CHALLENGE: Write out the lines from the line containing "Reviewer note: check that each instance of the dried flower" through the final line of the listing below, exactly, omitting every other line.

(begin)

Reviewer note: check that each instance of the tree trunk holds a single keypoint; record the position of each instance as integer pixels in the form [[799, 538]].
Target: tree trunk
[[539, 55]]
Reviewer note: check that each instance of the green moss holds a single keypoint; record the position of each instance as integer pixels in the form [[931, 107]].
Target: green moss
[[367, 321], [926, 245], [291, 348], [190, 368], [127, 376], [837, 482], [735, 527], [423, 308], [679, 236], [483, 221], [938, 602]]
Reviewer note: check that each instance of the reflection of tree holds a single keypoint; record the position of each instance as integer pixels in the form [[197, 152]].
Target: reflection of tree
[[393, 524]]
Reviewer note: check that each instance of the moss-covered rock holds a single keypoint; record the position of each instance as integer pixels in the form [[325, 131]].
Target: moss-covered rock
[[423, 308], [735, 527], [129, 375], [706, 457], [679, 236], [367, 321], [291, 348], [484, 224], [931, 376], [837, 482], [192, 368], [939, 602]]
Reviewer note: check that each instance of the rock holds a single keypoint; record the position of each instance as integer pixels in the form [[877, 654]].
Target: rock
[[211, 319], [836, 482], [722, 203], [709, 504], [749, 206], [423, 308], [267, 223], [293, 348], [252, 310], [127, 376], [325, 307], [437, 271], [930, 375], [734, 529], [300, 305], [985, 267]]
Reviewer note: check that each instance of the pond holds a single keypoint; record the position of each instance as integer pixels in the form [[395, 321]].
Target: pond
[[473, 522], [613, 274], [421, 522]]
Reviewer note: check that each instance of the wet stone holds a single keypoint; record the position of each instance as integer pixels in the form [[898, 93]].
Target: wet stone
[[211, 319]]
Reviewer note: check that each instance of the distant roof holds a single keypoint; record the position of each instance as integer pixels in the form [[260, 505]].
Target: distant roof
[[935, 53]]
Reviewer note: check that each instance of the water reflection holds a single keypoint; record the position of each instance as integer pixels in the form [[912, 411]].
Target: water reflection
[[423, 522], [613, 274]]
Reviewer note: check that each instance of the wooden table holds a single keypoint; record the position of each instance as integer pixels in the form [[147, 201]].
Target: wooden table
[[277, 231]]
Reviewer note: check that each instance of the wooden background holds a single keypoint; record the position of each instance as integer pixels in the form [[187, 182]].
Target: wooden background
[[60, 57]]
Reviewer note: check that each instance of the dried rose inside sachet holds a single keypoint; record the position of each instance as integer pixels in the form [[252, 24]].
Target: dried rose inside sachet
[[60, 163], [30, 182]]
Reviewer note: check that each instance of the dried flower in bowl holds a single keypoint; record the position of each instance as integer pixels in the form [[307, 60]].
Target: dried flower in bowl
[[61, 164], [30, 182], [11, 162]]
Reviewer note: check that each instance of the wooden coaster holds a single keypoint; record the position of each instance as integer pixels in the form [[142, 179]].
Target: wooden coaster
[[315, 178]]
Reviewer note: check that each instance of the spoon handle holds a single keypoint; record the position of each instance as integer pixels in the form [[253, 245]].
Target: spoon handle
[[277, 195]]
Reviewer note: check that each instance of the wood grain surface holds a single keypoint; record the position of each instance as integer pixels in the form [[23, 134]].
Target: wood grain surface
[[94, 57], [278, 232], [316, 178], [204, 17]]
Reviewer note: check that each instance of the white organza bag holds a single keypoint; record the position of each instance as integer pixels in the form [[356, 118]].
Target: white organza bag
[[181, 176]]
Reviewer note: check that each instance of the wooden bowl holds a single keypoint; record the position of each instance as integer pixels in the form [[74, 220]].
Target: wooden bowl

(end)

THE REPLY:
Reviewer note: check that each instance of the dried flower in bowl holds a single keypoint; record the position of each instance as integer pixels in the form [[307, 60]].
Target: dried flower in bowl
[[61, 164], [30, 182], [11, 162]]
Reviewer note: check that each instance of the wooden coaster holds a single keypoint; record the position of each instance as integer pixels in the form [[142, 179]].
Target: wooden coaster
[[315, 178]]
Reviewer note: check that each instance of the spoon handle holds a single keypoint; record the position of each instance as integer pixels in the form [[253, 245]].
Target: spoon handle
[[277, 195]]
Reviewer note: check that each instance of the wood grain surface holds a single keypoint; record the position of each instance as integer pixels in the form [[23, 134]].
Target: wood grain surface
[[94, 57], [278, 232], [316, 178], [204, 17]]
Reviewer note: check that each instance of the white organza bag holds a single keypoint; record the position of each instance as integer pixels in the form [[356, 118]].
Target: white organza bag
[[181, 176]]
Reviewer note: check that each instance of the wooden bowl holds a single keypoint; record the position of each instance as integer pixels in the form [[74, 220]].
Target: wooden bowl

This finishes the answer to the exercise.